### SET TASK 1:
Put the lines of the listing, from the line with "indicate the parked" through the end of the listing, into a numbered list, leaving out any blank lines.

When the function is a surface, the contours are lines.  So
z = f(x,y) has contour lines.
when the function is of three variables, 
w = f(x,y,z), then the f(x,y,z) = c will be a surface and is
called a level surface.  

For higher number of variables, v = f(x,y,z,w,u) one can
talk about the "higher dimensional" level curves or the
"higher dimensional" level surfaces.  They are both the same.

f(x,y,z) =   2x^2 + 3 y^2 + z^2 
The level surfaces are ellipsoids.   Take the level surface through
(1,1,2).  This is the surface on which f maintains the same value
as it does at (1,1,2).  The equation of this level surface is
gotten by evaluating f(1,1,2) = 9.  The level surface has equation
2x^2 + 3y^2 + z^2 = 9.

### SET TASK 2:
Write what comes next in the passage on level curves and level surfaces, starting right after its last sentence.

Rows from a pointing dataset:
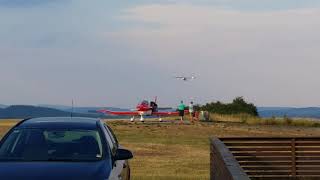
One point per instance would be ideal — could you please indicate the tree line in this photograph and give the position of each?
(238, 106)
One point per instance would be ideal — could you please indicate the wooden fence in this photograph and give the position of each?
(276, 157)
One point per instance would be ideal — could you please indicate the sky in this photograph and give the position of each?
(115, 53)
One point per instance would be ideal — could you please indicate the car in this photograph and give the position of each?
(62, 148)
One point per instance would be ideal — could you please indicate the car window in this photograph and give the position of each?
(52, 145)
(113, 136)
(110, 141)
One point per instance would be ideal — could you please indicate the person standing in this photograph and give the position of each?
(181, 109)
(192, 112)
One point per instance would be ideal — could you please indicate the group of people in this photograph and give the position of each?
(182, 107)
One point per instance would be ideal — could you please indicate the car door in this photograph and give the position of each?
(119, 167)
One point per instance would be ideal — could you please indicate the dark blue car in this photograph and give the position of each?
(62, 149)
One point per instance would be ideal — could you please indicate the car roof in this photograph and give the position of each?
(60, 123)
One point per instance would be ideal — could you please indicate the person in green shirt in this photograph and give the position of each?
(181, 109)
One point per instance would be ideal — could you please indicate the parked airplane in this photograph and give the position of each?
(184, 78)
(143, 109)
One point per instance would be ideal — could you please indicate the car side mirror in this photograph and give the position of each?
(123, 154)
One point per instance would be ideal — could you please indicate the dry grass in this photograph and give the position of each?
(251, 120)
(171, 151)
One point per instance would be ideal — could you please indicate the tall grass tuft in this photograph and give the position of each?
(253, 120)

### EXERCISE ANSWER 1:
1. One point per instance would be ideal — could you please indicate the parked airplane in this photograph and give the position of each?
2. (184, 78)
3. (143, 109)
4. One point per instance would be ideal — could you please indicate the car side mirror in this photograph and give the position of each?
5. (123, 154)
6. One point per instance would be ideal — could you please indicate the dry grass in this photograph and give the position of each?
7. (251, 120)
8. (171, 151)
9. One point per instance would be ideal — could you please indicate the tall grass tuft in this photograph and give the position of each?
10. (253, 120)

### EXERCISE ANSWER 2:
To find the tangent plane to the surface we need the normal to the
surface.  We find the normal to the surface by differentiating the
function first with respect to x, then with respect to y, then
with respect to z.
del f = (4x,6y,2z)
del f(1,1,2) = (4,6,4) and this is the normal at the point (1,1,2).

                       x = 1 + 4t 
The normal line is     y = 1 + 6t
                       z = 2 + 4t

The tangent plane at (1,1,2) is 4x+6y+4z = 18.
-----------------------------------------------------------
2x^2 + 3y^2 + z^2 = 9. 
f[x_,y_] := Sqrt[ 9 - 2 x^2 - 3 y^2]
p[x_,y_] := (18-4x-6y)/4;
n[t_] := {1+4t,1+6t, 2+4t};
a = Plot3D[f[x,y],{x,-Sqrt[9/2],Sqrt[9/2]},{y,-Sqrt[3],Sqrt[3]},PlotPoints->50];
b = Plot3D[p[x,y],{x,0,Sqrt[9/2]},{y,0,Sqrt[3]}];
c = ParametricPlot3D[n[t],{t,-3,3}];
d = Show[a,b,c,PlotLabel->"2x^2 + 3 y^2 + z^2 = 9 at (1,1,2)"];
Display["d.ps",d];
-------------------------------------------------------------------
Find the tangent plane and normal line to the level surface of
f(x,y,z) = xyz at (1,2,3).
del f = (yz,xz,xy)
delf(1,2,3) = (6,3,2)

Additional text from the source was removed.